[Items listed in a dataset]
^^^^
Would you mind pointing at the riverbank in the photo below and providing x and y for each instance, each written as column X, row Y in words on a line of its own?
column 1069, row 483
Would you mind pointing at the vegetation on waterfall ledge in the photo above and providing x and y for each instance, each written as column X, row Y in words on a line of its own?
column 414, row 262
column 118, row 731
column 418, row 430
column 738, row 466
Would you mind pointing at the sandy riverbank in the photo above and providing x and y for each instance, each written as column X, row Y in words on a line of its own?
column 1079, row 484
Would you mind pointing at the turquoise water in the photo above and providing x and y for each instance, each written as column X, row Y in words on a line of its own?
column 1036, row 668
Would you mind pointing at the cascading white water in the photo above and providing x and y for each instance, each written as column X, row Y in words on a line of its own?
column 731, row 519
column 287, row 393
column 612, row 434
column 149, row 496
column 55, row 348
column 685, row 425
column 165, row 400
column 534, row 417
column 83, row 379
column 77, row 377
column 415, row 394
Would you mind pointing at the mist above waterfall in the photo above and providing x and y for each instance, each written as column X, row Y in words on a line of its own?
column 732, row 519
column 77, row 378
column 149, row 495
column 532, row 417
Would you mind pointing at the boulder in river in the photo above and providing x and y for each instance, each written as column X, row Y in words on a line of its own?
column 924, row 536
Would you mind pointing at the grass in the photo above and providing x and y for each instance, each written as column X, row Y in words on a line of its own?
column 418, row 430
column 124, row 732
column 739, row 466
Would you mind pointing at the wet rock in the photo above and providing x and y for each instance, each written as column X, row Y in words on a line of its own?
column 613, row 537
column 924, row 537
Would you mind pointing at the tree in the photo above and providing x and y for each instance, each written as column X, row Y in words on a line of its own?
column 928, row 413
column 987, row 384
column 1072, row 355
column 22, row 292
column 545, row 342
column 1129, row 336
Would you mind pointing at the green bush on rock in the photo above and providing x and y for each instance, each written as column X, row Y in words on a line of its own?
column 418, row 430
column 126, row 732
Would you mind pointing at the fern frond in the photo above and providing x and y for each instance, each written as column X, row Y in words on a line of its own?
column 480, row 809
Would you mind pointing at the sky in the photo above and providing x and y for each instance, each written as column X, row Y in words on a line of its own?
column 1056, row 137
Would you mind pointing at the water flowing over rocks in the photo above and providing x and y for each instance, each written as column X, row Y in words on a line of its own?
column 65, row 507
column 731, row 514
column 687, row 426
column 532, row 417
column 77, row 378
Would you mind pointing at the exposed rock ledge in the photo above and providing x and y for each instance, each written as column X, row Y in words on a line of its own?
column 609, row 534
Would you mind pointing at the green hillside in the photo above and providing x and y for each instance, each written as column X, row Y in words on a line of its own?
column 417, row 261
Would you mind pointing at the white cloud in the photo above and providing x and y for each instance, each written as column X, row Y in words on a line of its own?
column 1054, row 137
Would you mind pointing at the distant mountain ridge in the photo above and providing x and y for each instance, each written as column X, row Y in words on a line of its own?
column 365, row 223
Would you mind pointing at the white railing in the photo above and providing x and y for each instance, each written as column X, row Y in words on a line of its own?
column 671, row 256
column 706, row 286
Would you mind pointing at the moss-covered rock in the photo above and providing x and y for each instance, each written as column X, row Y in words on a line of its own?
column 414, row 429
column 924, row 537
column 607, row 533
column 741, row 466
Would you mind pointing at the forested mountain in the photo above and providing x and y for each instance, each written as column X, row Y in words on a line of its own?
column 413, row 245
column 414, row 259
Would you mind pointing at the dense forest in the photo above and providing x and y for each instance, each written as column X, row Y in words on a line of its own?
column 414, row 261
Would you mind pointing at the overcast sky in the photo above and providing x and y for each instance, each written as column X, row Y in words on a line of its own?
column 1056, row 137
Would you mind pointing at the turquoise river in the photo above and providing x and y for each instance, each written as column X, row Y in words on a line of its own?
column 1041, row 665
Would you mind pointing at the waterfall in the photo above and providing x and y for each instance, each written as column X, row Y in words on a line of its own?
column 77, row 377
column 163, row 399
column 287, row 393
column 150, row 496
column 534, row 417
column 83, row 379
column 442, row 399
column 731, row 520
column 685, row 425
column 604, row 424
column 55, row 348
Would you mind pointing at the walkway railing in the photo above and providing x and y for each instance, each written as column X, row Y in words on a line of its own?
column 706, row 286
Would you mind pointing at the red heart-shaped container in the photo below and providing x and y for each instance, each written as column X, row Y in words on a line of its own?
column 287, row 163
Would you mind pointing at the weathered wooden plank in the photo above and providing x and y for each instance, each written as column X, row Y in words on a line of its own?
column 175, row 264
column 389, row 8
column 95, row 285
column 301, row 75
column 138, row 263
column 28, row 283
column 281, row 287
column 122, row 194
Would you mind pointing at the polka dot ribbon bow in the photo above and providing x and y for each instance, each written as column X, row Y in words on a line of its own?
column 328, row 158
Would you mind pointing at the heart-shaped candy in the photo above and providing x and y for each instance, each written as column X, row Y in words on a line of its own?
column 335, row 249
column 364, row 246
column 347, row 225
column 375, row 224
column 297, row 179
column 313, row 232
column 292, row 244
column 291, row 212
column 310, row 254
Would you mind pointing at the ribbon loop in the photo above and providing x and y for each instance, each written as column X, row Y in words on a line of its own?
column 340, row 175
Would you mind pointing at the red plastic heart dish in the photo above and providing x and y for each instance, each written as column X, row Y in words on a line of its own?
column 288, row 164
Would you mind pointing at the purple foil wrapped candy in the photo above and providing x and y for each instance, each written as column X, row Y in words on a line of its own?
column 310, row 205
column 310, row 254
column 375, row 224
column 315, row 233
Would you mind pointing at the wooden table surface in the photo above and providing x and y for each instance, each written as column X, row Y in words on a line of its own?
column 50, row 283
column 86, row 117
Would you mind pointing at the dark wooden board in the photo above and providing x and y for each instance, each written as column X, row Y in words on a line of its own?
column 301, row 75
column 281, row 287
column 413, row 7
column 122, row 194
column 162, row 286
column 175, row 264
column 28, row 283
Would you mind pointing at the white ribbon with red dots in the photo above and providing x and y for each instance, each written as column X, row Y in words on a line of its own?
^^^^
Write out the lines exactly as they appear, starting at the line that contains "Would you mind pointing at the fern" and ending at the line that contains "column 1054, row 137", including both of those lines.

Would you mind pointing at the fern frond in the photo above and providing x and y for each instance, each written as column X, row Y in words on a line of its own?
column 480, row 809
Would you mind pointing at the sky in the photo above and providing x and y for each instance, each written as column X, row Y in words on a line of its own?
column 1056, row 137
Would you mind pointing at the water flowing over rocks in the photo above and providing x and y for each instance, each written as column X, row Y in words on a line of its own?
column 65, row 507
column 731, row 514
column 687, row 426
column 532, row 417
column 77, row 378
Would you mind pointing at the exposed rock ledge in the photo above and providing x and y for each instance, each written as column X, row Y in words on a line of its own?
column 609, row 534
Would you mind pointing at the green hillside in the photo above and providing x and y for each instance, each written as column X, row Y in words on a line of its own?
column 417, row 261
Would you mind pointing at the white cloud in the photo above and providing x and y for each instance, each written as column X, row Y in words on a line of its own?
column 1054, row 137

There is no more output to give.